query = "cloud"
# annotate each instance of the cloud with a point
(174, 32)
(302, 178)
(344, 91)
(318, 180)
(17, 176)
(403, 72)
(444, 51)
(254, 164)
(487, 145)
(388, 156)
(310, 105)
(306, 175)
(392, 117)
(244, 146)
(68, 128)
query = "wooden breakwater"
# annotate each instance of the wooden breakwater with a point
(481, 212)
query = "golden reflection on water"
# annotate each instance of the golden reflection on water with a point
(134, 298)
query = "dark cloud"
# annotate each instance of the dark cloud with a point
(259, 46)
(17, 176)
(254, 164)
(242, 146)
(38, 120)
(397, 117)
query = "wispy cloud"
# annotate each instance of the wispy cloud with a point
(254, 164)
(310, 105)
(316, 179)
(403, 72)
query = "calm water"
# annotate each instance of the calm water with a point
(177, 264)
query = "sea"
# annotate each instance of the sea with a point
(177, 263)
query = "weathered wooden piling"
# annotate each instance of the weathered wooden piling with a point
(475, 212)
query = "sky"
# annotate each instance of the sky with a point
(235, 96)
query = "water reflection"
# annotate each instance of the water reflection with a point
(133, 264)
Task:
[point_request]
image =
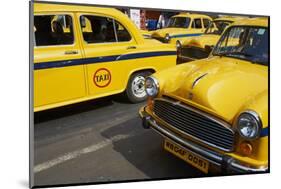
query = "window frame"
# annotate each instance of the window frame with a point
(193, 23)
(57, 14)
(115, 32)
(209, 22)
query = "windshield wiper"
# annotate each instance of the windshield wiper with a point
(233, 53)
(240, 53)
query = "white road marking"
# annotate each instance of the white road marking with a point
(77, 153)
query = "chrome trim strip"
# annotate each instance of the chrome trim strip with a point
(220, 122)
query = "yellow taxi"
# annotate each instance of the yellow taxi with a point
(213, 113)
(199, 47)
(83, 53)
(182, 26)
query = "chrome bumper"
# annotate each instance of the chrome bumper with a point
(225, 163)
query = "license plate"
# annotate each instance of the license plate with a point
(187, 156)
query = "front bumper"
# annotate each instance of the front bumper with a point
(225, 163)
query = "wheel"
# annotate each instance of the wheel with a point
(135, 91)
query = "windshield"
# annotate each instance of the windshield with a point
(244, 42)
(178, 22)
(221, 25)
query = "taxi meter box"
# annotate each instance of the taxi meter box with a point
(82, 53)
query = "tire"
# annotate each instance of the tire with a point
(135, 91)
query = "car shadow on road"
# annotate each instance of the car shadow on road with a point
(72, 109)
(144, 150)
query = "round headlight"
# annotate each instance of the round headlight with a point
(167, 37)
(249, 125)
(151, 86)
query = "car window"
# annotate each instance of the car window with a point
(197, 23)
(53, 30)
(207, 22)
(244, 42)
(122, 33)
(99, 29)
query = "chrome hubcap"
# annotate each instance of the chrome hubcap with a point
(138, 87)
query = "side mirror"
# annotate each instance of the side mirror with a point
(209, 48)
(83, 21)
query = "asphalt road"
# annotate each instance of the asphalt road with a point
(100, 141)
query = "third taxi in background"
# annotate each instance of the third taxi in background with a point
(213, 113)
(199, 47)
(182, 26)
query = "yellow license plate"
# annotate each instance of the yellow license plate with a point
(187, 156)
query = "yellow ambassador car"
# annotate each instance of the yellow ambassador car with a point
(182, 26)
(213, 113)
(199, 47)
(82, 53)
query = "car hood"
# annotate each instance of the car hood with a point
(201, 41)
(220, 84)
(171, 31)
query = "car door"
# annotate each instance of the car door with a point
(58, 76)
(197, 26)
(104, 41)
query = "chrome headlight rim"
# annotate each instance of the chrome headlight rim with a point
(155, 83)
(167, 37)
(256, 117)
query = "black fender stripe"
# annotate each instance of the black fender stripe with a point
(94, 60)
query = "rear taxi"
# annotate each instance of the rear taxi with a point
(199, 47)
(181, 27)
(213, 113)
(83, 53)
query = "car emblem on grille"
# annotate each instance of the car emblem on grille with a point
(196, 80)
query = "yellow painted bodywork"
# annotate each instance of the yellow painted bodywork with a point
(231, 86)
(175, 32)
(54, 87)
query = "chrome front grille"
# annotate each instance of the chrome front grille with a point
(195, 123)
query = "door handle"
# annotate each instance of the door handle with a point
(71, 52)
(131, 47)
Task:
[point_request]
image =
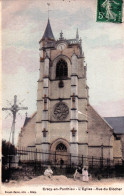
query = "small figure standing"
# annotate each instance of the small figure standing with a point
(78, 173)
(61, 163)
(85, 176)
(48, 172)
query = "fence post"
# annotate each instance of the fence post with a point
(70, 159)
(101, 162)
(55, 158)
(35, 159)
(92, 161)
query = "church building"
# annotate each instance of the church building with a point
(65, 122)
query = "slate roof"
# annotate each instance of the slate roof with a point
(48, 34)
(117, 123)
(26, 121)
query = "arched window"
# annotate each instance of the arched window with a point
(61, 147)
(61, 69)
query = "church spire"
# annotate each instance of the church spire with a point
(48, 34)
(77, 35)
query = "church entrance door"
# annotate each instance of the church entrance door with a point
(60, 150)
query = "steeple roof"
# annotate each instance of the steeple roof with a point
(48, 34)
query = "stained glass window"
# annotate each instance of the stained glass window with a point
(61, 69)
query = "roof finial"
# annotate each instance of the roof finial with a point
(61, 35)
(48, 9)
(77, 35)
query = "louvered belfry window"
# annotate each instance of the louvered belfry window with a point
(61, 147)
(61, 69)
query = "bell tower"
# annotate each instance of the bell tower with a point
(62, 96)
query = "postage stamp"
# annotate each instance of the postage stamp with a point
(109, 11)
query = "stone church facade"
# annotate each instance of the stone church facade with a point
(65, 122)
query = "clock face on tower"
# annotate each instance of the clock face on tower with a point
(61, 111)
(61, 46)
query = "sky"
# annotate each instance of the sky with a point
(23, 24)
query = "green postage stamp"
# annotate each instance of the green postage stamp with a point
(109, 11)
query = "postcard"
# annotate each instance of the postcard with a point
(62, 70)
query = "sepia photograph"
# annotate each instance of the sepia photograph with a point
(62, 110)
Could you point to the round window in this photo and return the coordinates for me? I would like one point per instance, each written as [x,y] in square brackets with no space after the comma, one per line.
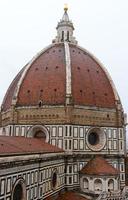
[93,138]
[96,139]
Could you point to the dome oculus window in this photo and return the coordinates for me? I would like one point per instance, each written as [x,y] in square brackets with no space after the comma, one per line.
[96,139]
[93,138]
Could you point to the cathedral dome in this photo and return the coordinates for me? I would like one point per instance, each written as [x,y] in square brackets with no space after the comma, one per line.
[63,73]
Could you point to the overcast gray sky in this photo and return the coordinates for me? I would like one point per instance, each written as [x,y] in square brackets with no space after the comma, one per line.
[101,26]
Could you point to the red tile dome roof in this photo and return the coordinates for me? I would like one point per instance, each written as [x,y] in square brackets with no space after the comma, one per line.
[45,79]
[99,166]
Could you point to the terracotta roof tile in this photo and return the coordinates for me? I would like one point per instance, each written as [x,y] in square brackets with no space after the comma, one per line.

+++

Would you print all the entries again exactly, minus any pictures?

query = "cloud"
# annotate each instance of the cloud with a point
(174, 32)
(302, 178)
(344, 91)
(318, 180)
(17, 176)
(403, 72)
(444, 51)
(254, 164)
(487, 145)
(388, 156)
(310, 105)
(306, 175)
(392, 117)
(244, 146)
(68, 128)
query = "wooden breakwater"
# annotate each instance of the wooden breakwater with a point
(481, 212)
query = "golden reflection on water"
# annotate each instance of the golden reflection on water with a point
(134, 298)
query = "dark cloud"
# annotate each instance of the dark cloud with a point
(259, 46)
(17, 176)
(254, 164)
(242, 146)
(38, 120)
(397, 117)
query = "wispy cloud"
# annotate each instance of the wispy cloud with a point
(254, 164)
(310, 105)
(316, 179)
(403, 72)
query = "calm water"
# annotate each instance of the calm water with a point
(177, 264)
query = "sea"
# annotate each instance of the sea with a point
(177, 263)
query = "weathered wooden piling"
# annotate each instance of the weathered wooden piling with a point
(475, 212)
query = "sky"
# annotate each instance of the sky with a point
(235, 96)
query = "water reflection"
# annotate each instance of the water reflection with a point
(133, 264)
Task:
[point_request]
image =
query = "window frame"
# annotate each instance of the window frame with a point
(193, 23)
(57, 14)
(115, 32)
(209, 22)
query = "windshield wiper"
# annotate each instance of the windshield wiper with a point
(233, 53)
(240, 53)
query = "white road marking"
# annotate each instance of the white road marking with a point
(77, 153)
query = "chrome trim strip"
# annotate each instance of the chrome trim strip with a point
(220, 122)
query = "yellow taxi"
# annotate each instance of the yellow taxi with a point
(213, 113)
(199, 47)
(83, 53)
(182, 26)
query = "chrome bumper"
# annotate each instance of the chrome bumper with a point
(225, 163)
query = "license plate"
# annotate each instance of the license plate with a point
(187, 156)
query = "front bumper"
# annotate each instance of the front bumper with a point
(225, 163)
query = "wheel"
# annotate each instance of the wheel with a point
(135, 91)
query = "windshield"
# annotate each instance of the windshield with a point
(244, 42)
(178, 22)
(221, 25)
query = "taxi meter box"
# annotate each instance of the taxi meter box with a point
(82, 53)
query = "tire"
# annotate each instance of the tire with a point
(135, 91)
query = "car shadow on road"
# annotate each instance of the car shadow on road with a point
(72, 109)
(144, 150)
query = "round headlight"
# annotate each instance of the round headlight with a point
(167, 37)
(249, 125)
(151, 86)
query = "car window"
# annotate each instance of the car window with a point
(197, 23)
(53, 30)
(207, 22)
(244, 42)
(122, 33)
(99, 29)
query = "chrome hubcap"
# annotate each instance of the chrome hubcap with a point
(138, 87)
query = "side mirror"
# annotate each instance of the side mirror with a point
(209, 48)
(83, 21)
query = "asphalt road"
# annotate each instance of the asphalt road with a point
(100, 141)
query = "third taxi in background"
# annotate each instance of the third taxi in background with a point
(213, 113)
(199, 47)
(182, 26)
query = "yellow license plate"
# annotate each instance of the yellow license plate with a point
(187, 156)
query = "yellow ambassador car"
# annotate each instance of the yellow ambassador car with a point
(182, 26)
(213, 113)
(199, 47)
(82, 53)
query = "car hood"
# annotate each instance of the car hood with a point
(201, 41)
(220, 84)
(171, 31)
query = "car door"
# annotate each instance of the car door with a point
(58, 76)
(197, 26)
(104, 41)
query = "chrome headlight rim"
# annotate each instance of the chrome headlight rim with a point
(155, 83)
(167, 37)
(256, 117)
query = "black fender stripe"
# annotate each instance of the black fender stripe with a point
(94, 60)
query = "rear taxi"
# annotate each instance of the rear taxi with a point
(199, 47)
(181, 27)
(213, 113)
(83, 53)
query = "car emblem on grille"
# annotate each instance of the car emblem on grille with a point
(196, 80)
query = "yellow painted bodywork"
# annotate each instance of the yellow painted bodywork with a point
(231, 86)
(175, 32)
(54, 87)
query = "chrome front grille"
# annotate each instance of the chrome front grille with a point
(195, 123)
query = "door handle"
# annotate each instance of the door handle with a point
(71, 52)
(131, 47)
Task:
[point_request]
image =
query = "small figure standing"
# annotate each instance of the small figure standing with a point
(78, 173)
(61, 163)
(85, 176)
(48, 172)
query = "fence post"
# annotate each instance of the fence post with a point
(70, 159)
(101, 162)
(55, 158)
(35, 159)
(92, 161)
query = "church building"
# annotate each instance of the church building with a point
(65, 122)
query = "slate roof"
# annotate each instance of the slate roof with a point
(48, 34)
(117, 123)
(26, 121)
query = "arched window"
# annotate each instance of the arched window with a point
(61, 147)
(61, 69)
query = "church spire"
# annotate each instance of the church spire with a point
(48, 34)
(77, 35)
query = "church entrance door"
# annotate each instance of the church entrance door with a point
(60, 150)
query = "steeple roof"
# annotate each instance of the steeple roof with a point
(48, 34)
query = "stained glass window"
# annotate each instance of the stained glass window with a point
(61, 69)
query = "roof finial"
# annotate each instance of the roof finial with a point
(61, 35)
(48, 9)
(77, 35)
query = "louvered belfry window"
# annotate each instance of the louvered belfry window with a point
(61, 147)
(61, 69)
query = "bell tower"
# annotate each instance of the bell tower with a point
(62, 96)
query = "postage stamp"
# annotate each instance of the postage stamp with a point
(109, 11)
query = "stone church facade"
# annotate each instance of the stone church facade with a point
(65, 122)
query = "clock face on tower"
# annotate each instance of the clock face on tower with a point
(61, 111)
(61, 46)
query = "sky"
# annotate each instance of the sky with a point
(23, 24)
query = "green postage stamp"
# annotate each instance of the green postage stamp with a point
(109, 11)
query = "postcard"
# annotate each instance of the postcard with a point
(62, 70)
query = "sepia photograph"
# annotate each instance of the sepia photograph with a point
(62, 110)
Could you point to the round window in this photo and return the coordinates for me? I would like one point per instance, each written as [x,y] in square brackets with no space after the comma, one per line.
[93,138]
[96,139]
Could you point to the dome oculus window in this photo and return the coordinates for me? I would like one point per instance, each written as [x,y] in square brackets with no space after the comma, one per line.
[96,139]
[93,138]
Could you point to the cathedral dome in this photo and return the coordinates for me? I would like one point per instance, each written as [x,y] in square brackets with no space after the comma, one per line.
[63,73]
Could you point to the overcast gray sky in this photo and return the coordinates for me? I would like one point per instance, each written as [x,y] in square brackets with no space after the comma, one per line.
[101,26]
Could you point to the red tile dome roof in this photo and return the coordinates for me? I would like one point per instance, each written as [x,y] in square brackets with no space after the comma, one per line.
[45,79]
[99,166]
Could you point to the terracotta roof tile in this photo and return the coordinates for me? I would like one point per instance, each written as [x,y] in square brackets with no space after the comma, one per line.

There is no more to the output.